WORK INSTRUCTIONS:
Quote, word for word, the line containing "Where can you spot the white fringe" and all lines that follow it to the end of the records, with no pictures.

Dataset rows
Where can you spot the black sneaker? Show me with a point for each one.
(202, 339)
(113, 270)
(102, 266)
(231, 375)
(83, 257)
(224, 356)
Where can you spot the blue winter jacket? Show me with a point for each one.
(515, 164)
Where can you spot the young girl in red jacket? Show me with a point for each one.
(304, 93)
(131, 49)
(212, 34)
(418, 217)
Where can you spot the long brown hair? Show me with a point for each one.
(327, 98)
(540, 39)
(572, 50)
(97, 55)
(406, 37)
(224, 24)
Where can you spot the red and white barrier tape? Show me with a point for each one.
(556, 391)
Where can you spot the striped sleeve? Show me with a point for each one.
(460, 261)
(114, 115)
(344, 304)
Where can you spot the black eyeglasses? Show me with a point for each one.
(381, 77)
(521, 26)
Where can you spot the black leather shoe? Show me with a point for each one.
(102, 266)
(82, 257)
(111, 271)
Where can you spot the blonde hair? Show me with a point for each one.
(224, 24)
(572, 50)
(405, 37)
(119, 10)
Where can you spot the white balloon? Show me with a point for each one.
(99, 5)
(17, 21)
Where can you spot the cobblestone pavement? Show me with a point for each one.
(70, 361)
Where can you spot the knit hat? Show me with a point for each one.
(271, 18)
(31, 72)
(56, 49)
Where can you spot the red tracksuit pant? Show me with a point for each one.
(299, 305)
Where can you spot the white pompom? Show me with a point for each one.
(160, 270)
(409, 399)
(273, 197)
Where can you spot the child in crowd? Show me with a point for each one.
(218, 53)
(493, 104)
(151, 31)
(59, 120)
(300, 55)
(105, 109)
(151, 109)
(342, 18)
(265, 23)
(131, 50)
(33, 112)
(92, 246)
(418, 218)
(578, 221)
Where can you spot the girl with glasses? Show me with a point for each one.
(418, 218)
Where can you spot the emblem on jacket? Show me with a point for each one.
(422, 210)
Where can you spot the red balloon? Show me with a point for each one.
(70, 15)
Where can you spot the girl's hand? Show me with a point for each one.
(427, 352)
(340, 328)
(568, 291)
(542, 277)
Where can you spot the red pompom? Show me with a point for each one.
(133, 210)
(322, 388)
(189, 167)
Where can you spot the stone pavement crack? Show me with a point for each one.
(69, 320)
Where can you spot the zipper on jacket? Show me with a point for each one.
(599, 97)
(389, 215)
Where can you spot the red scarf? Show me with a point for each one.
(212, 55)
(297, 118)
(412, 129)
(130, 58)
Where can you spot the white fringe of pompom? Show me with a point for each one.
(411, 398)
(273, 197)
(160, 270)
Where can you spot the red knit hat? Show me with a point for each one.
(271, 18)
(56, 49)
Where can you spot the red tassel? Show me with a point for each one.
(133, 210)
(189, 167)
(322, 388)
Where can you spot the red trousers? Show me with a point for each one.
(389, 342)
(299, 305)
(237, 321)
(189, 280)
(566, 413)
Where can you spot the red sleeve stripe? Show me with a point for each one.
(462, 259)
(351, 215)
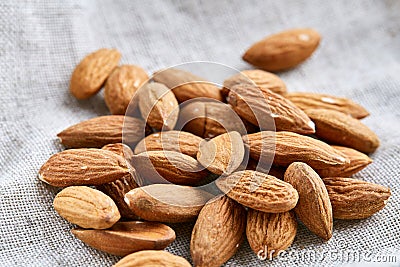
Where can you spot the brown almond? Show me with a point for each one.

CORRECT ANSWER:
Where can you spot the white fringe of pompom? Show me with a point for each one.
(411, 398)
(273, 197)
(160, 270)
Where can you spot the red knit hat? Show me with a point for each one.
(271, 18)
(56, 49)
Where can you spot the red tassel? Show me with a point for each one.
(133, 210)
(189, 167)
(322, 388)
Where can you spot the red trousers? Show me with a point for each one.
(389, 342)
(299, 305)
(237, 321)
(189, 280)
(566, 413)
Where can you spot the red sleeve stripe? Show me with a point for each one.
(462, 259)
(351, 215)
Where can you spot the brown almond? Show me with a point for each one.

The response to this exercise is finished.